[Point localization data]

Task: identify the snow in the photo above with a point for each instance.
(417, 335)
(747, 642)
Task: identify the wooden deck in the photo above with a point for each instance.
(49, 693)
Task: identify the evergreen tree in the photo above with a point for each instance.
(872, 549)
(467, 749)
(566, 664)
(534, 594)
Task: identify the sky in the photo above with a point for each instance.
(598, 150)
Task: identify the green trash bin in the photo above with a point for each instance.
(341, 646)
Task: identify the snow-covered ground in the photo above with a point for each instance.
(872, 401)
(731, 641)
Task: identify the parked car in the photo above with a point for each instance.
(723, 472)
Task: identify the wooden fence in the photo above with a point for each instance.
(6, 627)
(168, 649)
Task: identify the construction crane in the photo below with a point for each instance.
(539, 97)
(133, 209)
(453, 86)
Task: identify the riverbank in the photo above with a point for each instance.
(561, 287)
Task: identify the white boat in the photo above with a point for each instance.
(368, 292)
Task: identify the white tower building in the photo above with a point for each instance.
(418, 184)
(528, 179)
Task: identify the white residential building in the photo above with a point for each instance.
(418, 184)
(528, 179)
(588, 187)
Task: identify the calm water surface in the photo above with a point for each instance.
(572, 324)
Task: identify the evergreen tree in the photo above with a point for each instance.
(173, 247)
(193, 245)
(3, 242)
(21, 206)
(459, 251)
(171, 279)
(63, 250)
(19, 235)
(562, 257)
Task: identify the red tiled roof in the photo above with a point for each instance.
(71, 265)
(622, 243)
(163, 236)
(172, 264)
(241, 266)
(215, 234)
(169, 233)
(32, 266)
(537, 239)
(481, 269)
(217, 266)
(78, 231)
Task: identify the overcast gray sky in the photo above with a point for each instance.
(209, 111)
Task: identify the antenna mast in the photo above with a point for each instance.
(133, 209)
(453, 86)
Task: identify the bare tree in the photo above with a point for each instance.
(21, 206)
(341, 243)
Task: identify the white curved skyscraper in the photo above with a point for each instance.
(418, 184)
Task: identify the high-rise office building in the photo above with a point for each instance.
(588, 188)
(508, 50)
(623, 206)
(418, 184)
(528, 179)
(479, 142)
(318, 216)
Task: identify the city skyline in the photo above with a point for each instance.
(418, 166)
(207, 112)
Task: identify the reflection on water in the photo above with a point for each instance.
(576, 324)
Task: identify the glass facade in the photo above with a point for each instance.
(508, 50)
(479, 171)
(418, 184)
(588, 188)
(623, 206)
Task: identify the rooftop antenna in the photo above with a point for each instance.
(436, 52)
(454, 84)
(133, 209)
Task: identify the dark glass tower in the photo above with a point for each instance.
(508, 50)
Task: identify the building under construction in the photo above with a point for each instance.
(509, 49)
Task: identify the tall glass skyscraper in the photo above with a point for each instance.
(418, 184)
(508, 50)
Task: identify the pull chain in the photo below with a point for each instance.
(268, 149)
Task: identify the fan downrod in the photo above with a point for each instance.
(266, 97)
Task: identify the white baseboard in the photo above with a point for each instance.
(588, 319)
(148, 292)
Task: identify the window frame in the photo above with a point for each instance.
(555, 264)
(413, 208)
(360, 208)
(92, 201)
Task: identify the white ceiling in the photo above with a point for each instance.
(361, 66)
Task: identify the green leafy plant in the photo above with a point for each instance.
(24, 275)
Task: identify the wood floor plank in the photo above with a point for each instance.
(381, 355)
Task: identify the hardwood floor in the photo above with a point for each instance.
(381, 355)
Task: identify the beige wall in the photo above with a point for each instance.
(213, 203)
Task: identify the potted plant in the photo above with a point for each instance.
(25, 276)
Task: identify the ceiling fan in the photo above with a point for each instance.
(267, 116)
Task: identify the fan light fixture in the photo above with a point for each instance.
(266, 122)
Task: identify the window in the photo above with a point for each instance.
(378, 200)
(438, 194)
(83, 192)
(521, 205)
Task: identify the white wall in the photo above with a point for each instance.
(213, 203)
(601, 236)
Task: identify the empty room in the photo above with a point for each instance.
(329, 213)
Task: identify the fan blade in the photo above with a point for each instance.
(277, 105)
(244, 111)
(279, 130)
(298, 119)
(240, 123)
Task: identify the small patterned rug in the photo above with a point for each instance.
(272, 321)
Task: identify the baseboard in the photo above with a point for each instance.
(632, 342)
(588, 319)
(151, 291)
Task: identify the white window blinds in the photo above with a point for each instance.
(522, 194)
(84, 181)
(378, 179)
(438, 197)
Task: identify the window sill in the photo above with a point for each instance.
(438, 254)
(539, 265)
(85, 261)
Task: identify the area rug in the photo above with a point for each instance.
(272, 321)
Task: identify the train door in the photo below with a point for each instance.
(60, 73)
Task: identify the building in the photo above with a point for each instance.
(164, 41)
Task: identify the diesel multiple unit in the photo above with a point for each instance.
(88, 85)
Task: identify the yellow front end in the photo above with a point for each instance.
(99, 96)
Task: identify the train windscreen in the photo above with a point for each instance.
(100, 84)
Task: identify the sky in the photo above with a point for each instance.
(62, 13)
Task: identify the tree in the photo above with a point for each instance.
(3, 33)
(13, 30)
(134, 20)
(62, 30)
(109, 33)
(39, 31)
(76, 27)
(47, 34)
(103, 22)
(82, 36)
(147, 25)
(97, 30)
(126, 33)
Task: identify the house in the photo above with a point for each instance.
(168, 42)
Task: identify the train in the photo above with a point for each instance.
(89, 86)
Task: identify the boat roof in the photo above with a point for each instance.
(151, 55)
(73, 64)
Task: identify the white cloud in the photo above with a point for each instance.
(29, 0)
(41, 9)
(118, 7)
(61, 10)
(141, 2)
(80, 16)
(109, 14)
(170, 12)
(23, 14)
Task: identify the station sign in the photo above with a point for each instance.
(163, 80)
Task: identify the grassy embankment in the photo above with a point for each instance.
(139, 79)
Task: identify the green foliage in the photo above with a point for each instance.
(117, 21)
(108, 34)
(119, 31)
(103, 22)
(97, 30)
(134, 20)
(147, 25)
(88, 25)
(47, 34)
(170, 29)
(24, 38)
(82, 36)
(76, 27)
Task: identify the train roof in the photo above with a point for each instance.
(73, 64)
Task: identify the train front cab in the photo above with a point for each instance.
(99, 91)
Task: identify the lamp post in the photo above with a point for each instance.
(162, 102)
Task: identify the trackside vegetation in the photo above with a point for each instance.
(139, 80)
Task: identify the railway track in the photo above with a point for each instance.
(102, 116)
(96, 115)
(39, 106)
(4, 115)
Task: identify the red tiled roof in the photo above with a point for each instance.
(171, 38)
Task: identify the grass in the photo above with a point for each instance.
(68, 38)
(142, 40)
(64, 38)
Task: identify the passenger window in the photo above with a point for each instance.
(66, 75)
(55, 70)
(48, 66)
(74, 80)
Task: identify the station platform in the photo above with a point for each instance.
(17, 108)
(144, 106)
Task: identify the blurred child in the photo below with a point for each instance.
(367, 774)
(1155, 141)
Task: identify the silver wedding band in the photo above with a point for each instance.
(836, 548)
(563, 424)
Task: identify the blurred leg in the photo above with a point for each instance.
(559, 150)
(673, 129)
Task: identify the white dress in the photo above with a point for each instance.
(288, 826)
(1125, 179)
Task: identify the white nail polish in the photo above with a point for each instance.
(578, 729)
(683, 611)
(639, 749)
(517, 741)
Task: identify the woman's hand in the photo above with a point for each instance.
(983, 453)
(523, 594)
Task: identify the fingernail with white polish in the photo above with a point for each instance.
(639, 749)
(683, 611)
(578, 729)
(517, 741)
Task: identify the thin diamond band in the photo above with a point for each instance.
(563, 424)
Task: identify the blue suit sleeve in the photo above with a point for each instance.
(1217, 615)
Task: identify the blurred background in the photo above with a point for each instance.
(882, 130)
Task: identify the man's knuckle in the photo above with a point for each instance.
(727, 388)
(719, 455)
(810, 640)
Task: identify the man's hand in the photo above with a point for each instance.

REQUIRED ACTION » A complete, exact repeat of the records is the required answer.

EXERCISE SOLUTION »
Task: identify the snow in the photo above with a point for each instance.
(417, 335)
(747, 642)
Task: identify the wooden deck in the photo above with a point for each instance.
(49, 693)
Task: identify the evergreen tree in the photo above with a point for each instance.
(872, 549)
(467, 749)
(566, 664)
(534, 594)
Task: identify the sky in the photo above with a point for each instance.
(598, 150)
Task: identify the green trash bin in the photo above with a point for each instance.
(341, 646)
Task: identify the snow-covered ground in the photo above with a point for each instance.
(872, 401)
(731, 641)
Task: identify the parked car in the photo above with a point for each instance.
(723, 472)
Task: identify the wooden fence in the photo above with a point for each instance.
(6, 627)
(168, 649)
Task: identify the construction crane in the photo below with a point for each instance.
(539, 97)
(133, 209)
(453, 86)
Task: identify the riverbank in the photo above with a point for each instance.
(561, 287)
Task: identify the white boat in the photo above with a point for each instance.
(368, 292)
Task: identify the white tower building in the photo above with a point for each instance.
(418, 184)
(528, 179)
Task: identify the white residential building in the photo above with a point for each instance.
(418, 184)
(528, 179)
(588, 187)
Task: identify the calm water surface in the photo above with a point for each instance.
(572, 324)
Task: identify the evergreen tree in the photo above with a point for each instance.
(173, 247)
(193, 245)
(3, 242)
(21, 206)
(459, 251)
(171, 279)
(63, 250)
(19, 235)
(562, 257)
Task: identify the red tiled roof in the photo above with a point for each instance.
(71, 265)
(622, 243)
(163, 236)
(172, 264)
(241, 266)
(215, 234)
(169, 233)
(32, 266)
(537, 239)
(481, 269)
(217, 266)
(78, 231)
Task: identify the overcast gray sky in the photo above with a point for each instance.
(209, 111)
Task: identify the antenna mast in the photo above with a point for each instance.
(133, 209)
(453, 86)
Task: identify the bare tree in the photo above with a point for each instance.
(21, 206)
(341, 243)
Task: identify the white curved skyscraper in the photo above with a point for each instance.
(418, 184)
Task: identify the high-rise office building in the photo above with a point for each instance.
(588, 188)
(508, 50)
(623, 206)
(418, 184)
(528, 179)
(479, 142)
(318, 216)
Task: identify the city skyline in the photo above with a point for each instance.
(418, 166)
(207, 112)
Task: identify the reflection on water in the photo above with a point for each instance.
(576, 324)
Task: identify the glass facade in the photo above with a point for each instance.
(508, 50)
(479, 171)
(418, 184)
(588, 188)
(623, 206)
Task: identify the rooftop antenna in the photo above with a point for each instance.
(436, 52)
(454, 84)
(133, 209)
Task: identify the dark glass tower in the photo above with a point for each instance.
(508, 50)
Task: identify the building under construction in the photo above with a point for each instance.
(509, 49)
Task: identify the tall glass skyscraper in the photo above with a point for each instance.
(418, 184)
(508, 50)
Task: identify the pull chain in the photo below with a point for each instance.
(268, 149)
Task: identify the fan downrod in the photo above with a point for each instance.
(266, 97)
Task: identify the white baseboard in the photo above with a point for each instance.
(588, 319)
(148, 292)
Task: identify the window frame in the photo above with a point for each instance.
(555, 264)
(413, 208)
(360, 208)
(92, 201)
Task: identify the white ceiling in the photo above with a point for each instance.
(361, 66)
Task: identify the green leafy plant in the photo above with a point for each instance.
(24, 275)
Task: identify the wood floor plank in the photo above with a point for each instance.
(381, 355)
Task: identify the hardwood floor in the photo above with a point for each instance.
(381, 355)
Task: identify the beige wall in the photo above with a point for each instance.
(213, 203)
Task: identify the potted plant in the photo above with a point for each instance.
(25, 276)
Task: identify the ceiling fan in the photo above with a point for each instance.
(267, 116)
Task: identify the fan light fixture in the photo above with a point for each instance.
(266, 122)
Task: identify the window in the photo above with a point for each instance.
(378, 200)
(438, 194)
(83, 192)
(521, 205)
Task: identify the white wall in the photo above with a point for each instance.
(213, 203)
(601, 236)
Task: identify the empty room in the photo above with a point for each instance.
(329, 213)
Task: identify the fan blade in the photo above with a point for each instance.
(277, 105)
(244, 111)
(279, 130)
(298, 119)
(240, 123)
Task: identify the small patterned rug in the photo above with a point for each instance.
(272, 321)
Task: identify the baseboard in the photo above with a point for each instance.
(632, 342)
(588, 319)
(151, 291)
Task: identify the white window blinds in the photo above with a point for each instance.
(522, 194)
(84, 181)
(378, 179)
(438, 197)
Task: identify the window sill in the photo above with a point for each instance.
(438, 254)
(539, 265)
(85, 261)
Task: identify the area rug in the photo above with a point for each instance.
(272, 321)
Task: identify the train door in the photo below with a point for each instance.
(60, 73)
Task: identify the building in the photo above with a point for each instance.
(164, 41)
Task: identify the diesel multiple unit in the photo above with a point for each instance.
(88, 85)
Task: identify the yellow front end in the photo above with a point for each instance.
(99, 96)
Task: identify the train windscreen in the photo above with a point for each instance.
(100, 84)
Task: identify the sky in the photo above with a point for each instance.
(62, 13)
Task: identify the tree in the photo above with a point for each instance.
(3, 33)
(13, 30)
(134, 20)
(62, 30)
(109, 33)
(39, 31)
(76, 27)
(47, 34)
(103, 22)
(82, 36)
(147, 25)
(97, 30)
(126, 33)
Task: identify the house in the photo above with a point for each instance.
(168, 42)
Task: identify the train in the photo above with a point for each instance.
(89, 86)
Task: identify the boat roof in the photo above with a point for each instance.
(151, 55)
(73, 64)
Task: identify the white cloud in the photo above with a point for each instance.
(29, 0)
(41, 9)
(118, 7)
(61, 10)
(141, 2)
(80, 16)
(109, 14)
(170, 12)
(23, 14)
Task: identify the station sign in the photo above with a point for each instance.
(163, 80)
Task: identify the grassy embankment in the photo above with a point for each instance.
(139, 79)
Task: identify the green foliage in the photo above with a point for each instance.
(117, 21)
(108, 34)
(119, 31)
(103, 22)
(97, 30)
(134, 20)
(147, 25)
(88, 25)
(47, 34)
(170, 29)
(24, 38)
(82, 36)
(76, 27)
Task: identify the train roof in the photo above with a point for each instance.
(73, 64)
Task: identify the train front cab in the photo above with a point for each instance.
(99, 91)
Task: identify the lamp post in the photo above with a point for each instance.
(162, 102)
Task: identify the trackside vegetation in the photo above with a point for each instance.
(139, 80)
Task: identify the railway track in the photo above with a point for each instance.
(102, 116)
(96, 115)
(39, 106)
(4, 115)
Task: identify the red tiled roof in the photo above with a point for each instance.
(171, 38)
Task: identify the grass in the photo above with a point for each instance.
(68, 38)
(142, 40)
(64, 38)
Task: identify the passenger window in the photo above with a point for each instance.
(66, 75)
(55, 70)
(48, 66)
(74, 80)
Task: identify the station platform in the photo above with a point for each instance.
(17, 108)
(144, 106)
Task: identify the blurred child in the photo below with a point for each instance.
(367, 774)
(1155, 141)
Task: identify the silver wedding band in the photo above with a point for each instance.
(836, 548)
(563, 424)
Task: identify the blurred leg in the photo above with a point for each instance.
(559, 150)
(673, 129)
Task: identify the white dress in the photo above with a point for each instance.
(288, 826)
(1125, 179)
Task: identify the white nail polish in the photo above with a point for each instance.
(578, 729)
(683, 611)
(639, 749)
(517, 741)
Task: identify the woman's hand in the photo above with a point for each instance.
(983, 453)
(523, 594)
Task: identify the fingernail with white polish in the photo above with a point for each instance.
(639, 749)
(683, 611)
(578, 729)
(517, 741)
Task: identify the thin diamond band in the photo above with a point for each instance.
(563, 424)
Task: identify the blue suit sleeve in the photo above with a point for each instance.
(1217, 615)
Task: identify the blurred background in the photo above with a point for each instance.
(882, 130)
Task: identify the man's knuckle in the photo above with a point for each instance.
(727, 388)
(719, 455)
(810, 640)
Task: identify the man's hand in the photo above with a point for each instance.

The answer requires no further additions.